-- DATA SHOWN start --

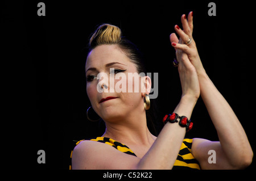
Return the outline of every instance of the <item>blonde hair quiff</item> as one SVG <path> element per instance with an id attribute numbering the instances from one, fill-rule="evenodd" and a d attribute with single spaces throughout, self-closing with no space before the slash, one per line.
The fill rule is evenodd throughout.
<path id="1" fill-rule="evenodd" d="M 118 43 L 121 40 L 122 32 L 118 27 L 103 24 L 97 28 L 92 36 L 89 45 L 93 48 L 102 44 L 114 44 Z"/>

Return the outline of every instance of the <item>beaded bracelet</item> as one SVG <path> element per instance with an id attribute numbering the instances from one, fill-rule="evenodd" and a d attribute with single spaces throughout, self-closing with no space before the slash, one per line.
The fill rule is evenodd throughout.
<path id="1" fill-rule="evenodd" d="M 177 120 L 178 118 L 180 119 L 179 121 Z M 188 120 L 188 117 L 184 116 L 179 116 L 178 114 L 176 113 L 173 113 L 172 115 L 166 115 L 164 116 L 163 119 L 163 122 L 164 124 L 166 124 L 167 121 L 169 121 L 171 123 L 179 122 L 180 126 L 186 128 L 187 132 L 191 130 L 193 127 L 193 123 L 191 122 L 191 120 Z"/>

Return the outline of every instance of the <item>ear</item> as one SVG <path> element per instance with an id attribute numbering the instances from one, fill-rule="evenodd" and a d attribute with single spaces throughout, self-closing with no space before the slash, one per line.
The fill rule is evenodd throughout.
<path id="1" fill-rule="evenodd" d="M 144 76 L 141 78 L 142 95 L 144 96 L 145 94 L 149 94 L 151 90 L 151 79 L 148 76 Z"/>

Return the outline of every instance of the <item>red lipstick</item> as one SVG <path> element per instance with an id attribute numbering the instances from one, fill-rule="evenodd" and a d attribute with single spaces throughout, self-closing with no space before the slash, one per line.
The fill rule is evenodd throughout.
<path id="1" fill-rule="evenodd" d="M 106 100 L 109 100 L 110 99 L 115 99 L 117 98 L 117 97 L 107 97 L 106 98 L 103 98 L 101 99 L 101 100 L 100 101 L 100 103 L 101 103 L 102 102 L 104 102 L 104 101 L 106 101 Z"/>

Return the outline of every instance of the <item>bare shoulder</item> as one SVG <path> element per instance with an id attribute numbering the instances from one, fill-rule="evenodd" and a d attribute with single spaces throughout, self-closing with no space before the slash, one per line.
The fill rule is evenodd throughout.
<path id="1" fill-rule="evenodd" d="M 82 141 L 74 149 L 72 169 L 131 169 L 140 159 L 106 144 Z"/>

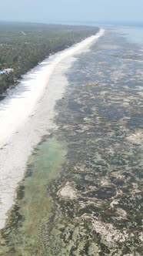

-- DATA SHOWN end --

EXERCISE AIM:
Scale everything from the line containing "Return the outline of every instance of the <item>bare" down to the end of the listing, and write it all out again with the requests included. Multiply every coordinate in the path outlines of the answers by 1.25, round each to a whole number with halves going up, and leave the pictures out.

ANSWER TO THE TASK:
Return the outline of every instance of the <item>bare shoulder</item> as one SVG <path> element per instance with an id attribute numbering the instances from one, fill-rule="evenodd" and a d attribute with single spaces throughout, self-closing with no space before the slash, one per line.
The fill rule is evenodd throughout.
<path id="1" fill-rule="evenodd" d="M 103 176 L 93 186 L 90 211 L 164 211 L 175 199 L 133 180 Z"/>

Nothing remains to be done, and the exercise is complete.